→ TO-DO LIST
(A) Reproduce the passage of the interview on product strategy starting at "Sathya: The best" and ending at "solve their problem.".
(B) In the interview on product strategy, why is automating the sales process through a growth stack described as very important for startups as they approach Series A? Answer in one to three sentences.

→ DOCUMENT EXTRACT
-- -- --

Sumay: What is your strategy for building the right feature sets of the product?

Sathya: The best way to validate your early-stage product would be to build a group of power users (they could be advanced users of your competition right now)

Understand the different use-cases for which the power users would use your product, figure out what they believe are must-have and good to have features, ask them what are their pain points, ask them what will they be willing to pay if you solve their problem.

Sumay: Create a bridge between sales and marketing function, and what contribution does it have to scale a product?

Sathya: I think this is a very important function, and this needs to be certainly streamlined to scale. This is what we call a growth stack. As a part of the growth stack, we help our companies automate the entire sales process — From customer discovery to retention.

This step is very important for startups as they approach Series A as this is the most sustainable way to handle growth.

-- -- --

→ MATERIAL

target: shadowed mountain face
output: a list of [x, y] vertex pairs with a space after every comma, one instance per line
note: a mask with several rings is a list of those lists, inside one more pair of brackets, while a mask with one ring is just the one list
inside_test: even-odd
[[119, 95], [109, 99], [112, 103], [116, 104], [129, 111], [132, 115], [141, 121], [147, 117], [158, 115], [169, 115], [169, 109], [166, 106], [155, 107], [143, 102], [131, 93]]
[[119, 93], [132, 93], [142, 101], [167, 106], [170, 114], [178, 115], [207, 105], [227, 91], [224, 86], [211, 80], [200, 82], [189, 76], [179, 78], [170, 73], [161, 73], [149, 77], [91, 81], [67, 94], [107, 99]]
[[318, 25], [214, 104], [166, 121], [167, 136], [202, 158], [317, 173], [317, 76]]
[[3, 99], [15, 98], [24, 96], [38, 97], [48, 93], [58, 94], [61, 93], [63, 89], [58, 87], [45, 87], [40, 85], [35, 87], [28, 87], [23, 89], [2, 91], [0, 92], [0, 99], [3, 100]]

-- -- --

→ TASK RESULTS
(A)
Sathya: The best way to validate your early-stage product would be to build a group of power users (they could be advanced users of your competition right now)

Understand the different use-cases for which the power users would use your product, figure out what they believe are must-have and good to have features, ask them what are their pain points, ask them what will they be willing to pay if you solve their problem.

(B) Automating the entire sales process, from customer discovery to retention, is very important for startups as they approach Series A because it is the most sustainable way to handle growth.